**Text to read**:

The company reported adjusted EPS of $2.53 on revenue of $703.2 million for its fiscal second quarter, beating the consensus for a profit of $2.42 per share on revenue of $698.9M. Overall, revenue increased by 11% year-over-year, fueled by a 14% jump in net product revenue.
“We delivered 11% revenue growth in our second quarter as a result of stronger than expected systems shipments and strong global services performance,” said François Locoh-Donou, F5’s president and CEO.
“While customer spending remains pressured by macro-economic uncertainty near term, we are differentiated in our ability to help customers tackle the significant challenges ahead, including simplifying their hybrid and multi cloud application environments.”
“Macro-economic uncertainty” was also reflected in the FQ3 guidance with FFIV expecting to report EPS of $2.84 on revenue of $700M (the midpoint). Analysts were looking for an EPS of $3.06 on revenue of $747M.
The company also said it is taking actions to cut opex, including 620 job cuts, or 9% of the total workforce.
“Given the persistent macro uncertainty and its impact on customer spending, we now expect low-to-mid single-digit revenue growth in fiscal year 2023 with non-GAAP operating margins of approximately 30% and non-GAAP earnings growth of 7% to 11%,” the company added.

Data items
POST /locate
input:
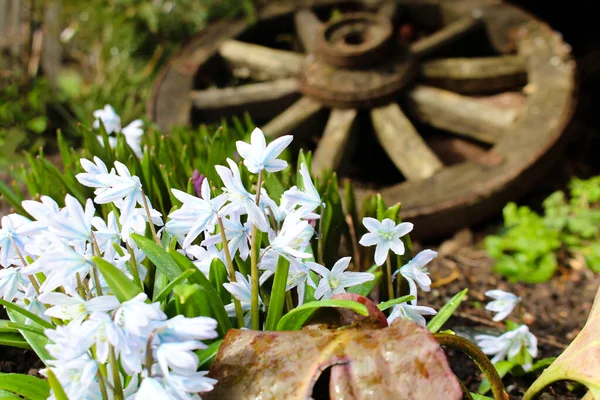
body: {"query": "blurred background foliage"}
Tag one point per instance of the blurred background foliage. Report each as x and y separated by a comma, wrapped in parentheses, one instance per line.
(95, 52)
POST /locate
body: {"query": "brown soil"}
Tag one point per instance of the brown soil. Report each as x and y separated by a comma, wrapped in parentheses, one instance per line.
(555, 311)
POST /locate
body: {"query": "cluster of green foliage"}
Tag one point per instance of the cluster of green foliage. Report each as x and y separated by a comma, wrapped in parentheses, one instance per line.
(112, 50)
(527, 248)
(23, 116)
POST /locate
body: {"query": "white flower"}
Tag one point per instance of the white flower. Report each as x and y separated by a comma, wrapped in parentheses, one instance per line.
(13, 233)
(178, 357)
(76, 376)
(92, 170)
(133, 136)
(415, 271)
(293, 238)
(152, 388)
(107, 234)
(412, 312)
(308, 199)
(180, 329)
(11, 279)
(110, 119)
(73, 223)
(508, 344)
(240, 200)
(336, 281)
(74, 307)
(258, 156)
(204, 257)
(41, 210)
(105, 333)
(70, 342)
(138, 220)
(503, 305)
(385, 235)
(237, 234)
(242, 291)
(123, 186)
(62, 263)
(196, 214)
(298, 273)
(134, 315)
(190, 383)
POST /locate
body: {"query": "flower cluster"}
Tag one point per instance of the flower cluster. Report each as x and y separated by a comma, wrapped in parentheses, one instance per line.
(112, 124)
(386, 236)
(82, 274)
(518, 344)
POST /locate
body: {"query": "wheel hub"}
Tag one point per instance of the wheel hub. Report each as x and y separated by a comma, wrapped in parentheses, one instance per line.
(356, 63)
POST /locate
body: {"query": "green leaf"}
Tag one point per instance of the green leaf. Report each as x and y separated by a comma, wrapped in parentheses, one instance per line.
(579, 362)
(57, 388)
(364, 289)
(28, 328)
(121, 286)
(4, 328)
(446, 312)
(28, 386)
(207, 356)
(476, 396)
(192, 301)
(159, 256)
(14, 339)
(9, 195)
(503, 368)
(4, 395)
(36, 342)
(391, 303)
(40, 321)
(277, 294)
(294, 320)
(167, 289)
(218, 309)
(218, 276)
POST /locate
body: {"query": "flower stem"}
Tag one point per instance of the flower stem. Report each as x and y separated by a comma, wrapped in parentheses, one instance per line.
(238, 306)
(356, 266)
(101, 383)
(147, 208)
(254, 252)
(118, 387)
(35, 284)
(320, 242)
(389, 279)
(288, 301)
(133, 263)
(94, 269)
(484, 363)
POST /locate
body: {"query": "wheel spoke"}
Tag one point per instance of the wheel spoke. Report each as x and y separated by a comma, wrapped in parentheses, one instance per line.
(333, 143)
(407, 150)
(292, 117)
(244, 95)
(308, 27)
(459, 114)
(259, 62)
(389, 9)
(476, 75)
(449, 33)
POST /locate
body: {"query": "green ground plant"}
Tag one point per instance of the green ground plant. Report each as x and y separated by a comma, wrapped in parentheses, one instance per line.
(527, 248)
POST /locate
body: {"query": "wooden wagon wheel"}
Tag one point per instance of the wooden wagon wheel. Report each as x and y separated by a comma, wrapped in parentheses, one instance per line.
(468, 132)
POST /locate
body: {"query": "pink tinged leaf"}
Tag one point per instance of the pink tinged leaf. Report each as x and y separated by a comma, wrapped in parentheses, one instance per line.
(403, 361)
(580, 362)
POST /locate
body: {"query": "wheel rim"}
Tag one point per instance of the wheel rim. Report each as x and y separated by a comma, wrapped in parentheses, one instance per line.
(439, 196)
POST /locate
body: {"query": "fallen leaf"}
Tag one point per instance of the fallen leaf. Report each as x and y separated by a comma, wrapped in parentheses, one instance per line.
(580, 362)
(402, 361)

**What you are asked to do**: Continue the F5 quarterly earnings report from the point where it stops.

**Result**:
In response to the soft guidance, Barclays analysts slashed the rating on FFIV stock to Equal Weight from Overweight with the price target of $140 (down from $166).
“Mar-Q results were in-line overall, but the meaningful misses in software continue. While we like the GM of 80%+, recurring revenues of 65%, and valuation, we no longer see upside to the shares as growth has been lacking and software inconsistent. We lower estimates and target,” they said.
KeyBanc analysts are more positive as they reiterated an Overweight rating despite macro pressures.
“We reiterate our OW rating on F5 despite NT macro headwinds as we believe the Company remains well positioned to benefit from hybrid/multi-cloud secular trends. We lower our PT to $179 (from $182), 10x EV/C23E EBITDA, in line with the three-year NTM historical average, on slightly lower estimates as GM expansion (due to redesigns and price increases) and opex cuts offset most of the top-line pressure due to macro pressures NT,” they wrote in a note.